- **Stated problem**
Every entry needs to be reproduced exactly.

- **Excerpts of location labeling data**
···

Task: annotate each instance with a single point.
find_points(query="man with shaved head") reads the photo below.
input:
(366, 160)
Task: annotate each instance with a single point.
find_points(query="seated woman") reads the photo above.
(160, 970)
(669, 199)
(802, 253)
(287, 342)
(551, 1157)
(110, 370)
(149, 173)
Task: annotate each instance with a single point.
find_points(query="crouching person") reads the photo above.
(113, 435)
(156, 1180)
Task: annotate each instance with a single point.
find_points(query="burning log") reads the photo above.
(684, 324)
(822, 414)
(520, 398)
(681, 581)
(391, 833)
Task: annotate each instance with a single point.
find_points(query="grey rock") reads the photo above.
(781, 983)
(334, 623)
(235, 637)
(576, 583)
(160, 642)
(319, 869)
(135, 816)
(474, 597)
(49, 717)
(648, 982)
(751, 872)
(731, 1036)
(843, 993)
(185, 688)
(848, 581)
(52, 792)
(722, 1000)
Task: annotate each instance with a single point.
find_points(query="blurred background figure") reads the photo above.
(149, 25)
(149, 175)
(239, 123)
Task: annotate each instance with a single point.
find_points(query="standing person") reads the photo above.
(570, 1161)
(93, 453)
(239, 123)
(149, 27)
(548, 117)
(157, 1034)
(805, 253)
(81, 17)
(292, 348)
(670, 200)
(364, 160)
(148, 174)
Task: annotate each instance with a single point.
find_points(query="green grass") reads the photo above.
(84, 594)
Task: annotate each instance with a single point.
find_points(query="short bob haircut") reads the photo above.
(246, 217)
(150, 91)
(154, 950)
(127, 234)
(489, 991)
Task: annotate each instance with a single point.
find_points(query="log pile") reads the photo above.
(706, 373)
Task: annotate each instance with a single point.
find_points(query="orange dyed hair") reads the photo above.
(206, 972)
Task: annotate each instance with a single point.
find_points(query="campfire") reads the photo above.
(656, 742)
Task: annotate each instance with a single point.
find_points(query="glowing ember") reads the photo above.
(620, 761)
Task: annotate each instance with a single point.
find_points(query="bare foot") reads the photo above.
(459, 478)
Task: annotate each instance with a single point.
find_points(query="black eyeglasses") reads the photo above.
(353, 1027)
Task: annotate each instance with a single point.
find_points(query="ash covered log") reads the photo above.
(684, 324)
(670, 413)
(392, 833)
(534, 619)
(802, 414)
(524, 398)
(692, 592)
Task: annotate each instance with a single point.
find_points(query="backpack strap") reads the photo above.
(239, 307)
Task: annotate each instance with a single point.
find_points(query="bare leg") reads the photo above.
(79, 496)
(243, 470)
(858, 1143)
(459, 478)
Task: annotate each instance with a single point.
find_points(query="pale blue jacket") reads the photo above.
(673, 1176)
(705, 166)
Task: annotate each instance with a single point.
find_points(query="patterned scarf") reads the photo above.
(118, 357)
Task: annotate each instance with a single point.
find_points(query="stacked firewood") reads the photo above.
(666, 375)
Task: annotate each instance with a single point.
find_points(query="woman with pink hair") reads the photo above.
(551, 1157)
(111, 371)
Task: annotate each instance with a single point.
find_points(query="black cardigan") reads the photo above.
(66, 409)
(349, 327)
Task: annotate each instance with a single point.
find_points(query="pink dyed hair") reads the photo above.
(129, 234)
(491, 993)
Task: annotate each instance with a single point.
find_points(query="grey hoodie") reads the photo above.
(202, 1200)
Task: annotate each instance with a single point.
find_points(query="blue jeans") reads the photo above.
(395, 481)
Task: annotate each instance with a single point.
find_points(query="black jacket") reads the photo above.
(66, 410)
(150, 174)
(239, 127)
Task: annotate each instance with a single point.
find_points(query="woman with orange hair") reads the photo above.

···

- **Task output**
Task: annotate each instance with a single point.
find_points(query="man with shaved head") reads the photo below.
input:
(366, 160)
Task: annotate each instance with a single point.
find_points(query="seated woman") reads the photo above.
(160, 970)
(669, 199)
(802, 253)
(287, 342)
(551, 1157)
(110, 370)
(149, 173)
Task: annotate each instance with a single point.
find_points(query="crouching person") reads the photo above.
(113, 435)
(156, 1180)
Task: annotate each instance with a single point.
find_points(query="burning log") reads the photo above.
(684, 324)
(822, 414)
(520, 398)
(681, 581)
(391, 833)
Task: annotate each instance with a single point.
find_points(query="grey rock") reads the photo above.
(781, 983)
(334, 623)
(235, 637)
(576, 583)
(160, 642)
(319, 869)
(135, 816)
(474, 597)
(49, 717)
(648, 982)
(751, 872)
(731, 1036)
(843, 993)
(185, 688)
(848, 581)
(52, 792)
(722, 1000)
Task: annotate each instance with a single point.
find_points(query="blurred background figure") reads the photo above.
(149, 25)
(149, 175)
(239, 123)
Task: annotate each instance with a single point.
find_points(query="standing person") reads the photo above.
(570, 1161)
(93, 453)
(239, 123)
(149, 27)
(548, 117)
(157, 1034)
(805, 253)
(81, 17)
(292, 348)
(670, 200)
(364, 160)
(148, 174)
Task: annotate each instance with a single point.
find_points(query="green grass") reads the photo above.
(84, 594)
Task: annotate each instance with a single point.
find_points(query="short bob haircut") reads the photo above.
(246, 217)
(150, 91)
(154, 950)
(127, 234)
(489, 991)
Task: annotate each instance with a single point.
find_points(query="log pile") reads the photo above.
(706, 373)
Task: annotate each instance with a single point.
find_points(query="orange dyed hair") reads the photo above.
(206, 972)
Task: annotate each instance with a single point.
find_points(query="campfire") reads the photo above.
(656, 742)
Task: annotate each instance with a single point.
find_points(query="glowing ember") reads the photo above.
(620, 761)
Task: annotate each instance with a single point.
find_points(query="bare foot") reads the photo above.
(459, 478)
Task: annotate each instance with a single point.
find_points(query="black eyeglasses") reads the photo above.
(353, 1027)
Task: annotate each instance with a single point.
find_points(query="ash covered log") reads the photo above.
(684, 324)
(670, 413)
(392, 833)
(534, 619)
(802, 414)
(524, 398)
(692, 592)
Task: annotate each instance with a single point.
find_points(query="backpack strap") reads the photo above.
(239, 307)
Task: annotate each instance with a single point.
find_points(query="bare leg") reads the photo above.
(79, 496)
(243, 470)
(858, 1143)
(459, 478)
Task: annotate each instance with a single point.
find_points(query="pale blue jacket") reads the photo above.
(673, 1176)
(705, 166)
Task: annotate each instance with a single point.
find_points(query="patterned scarf") reads the photo above.
(118, 357)
Task: annotate each instance with a single point.
find_points(query="stacked firewood") reads the photo above.
(666, 375)
Task: annotate each instance with a single point.
find_points(query="woman with pink hair") reads the photo above.
(551, 1157)
(111, 371)
Task: annotate each instance with a single point.
find_points(query="black cardigan") reads the photo above.
(66, 409)
(349, 327)
Task: annotate each instance with a single point.
find_points(query="pink dyed hair") reads the photo above.
(129, 234)
(491, 993)
Task: annotate each instance with a single point.
find_points(query="grey hoodie") reads the photo above.
(202, 1200)
Task: annotate each instance with a single point.
find_points(query="blue jeans") reads the photo above.
(395, 481)
Task: annotate each instance with a single point.
find_points(query="black jacket") reads the photo above.
(66, 410)
(150, 174)
(239, 127)
Task: annotate each instance with a single point.
find_points(query="woman with orange hair") reads the photo above.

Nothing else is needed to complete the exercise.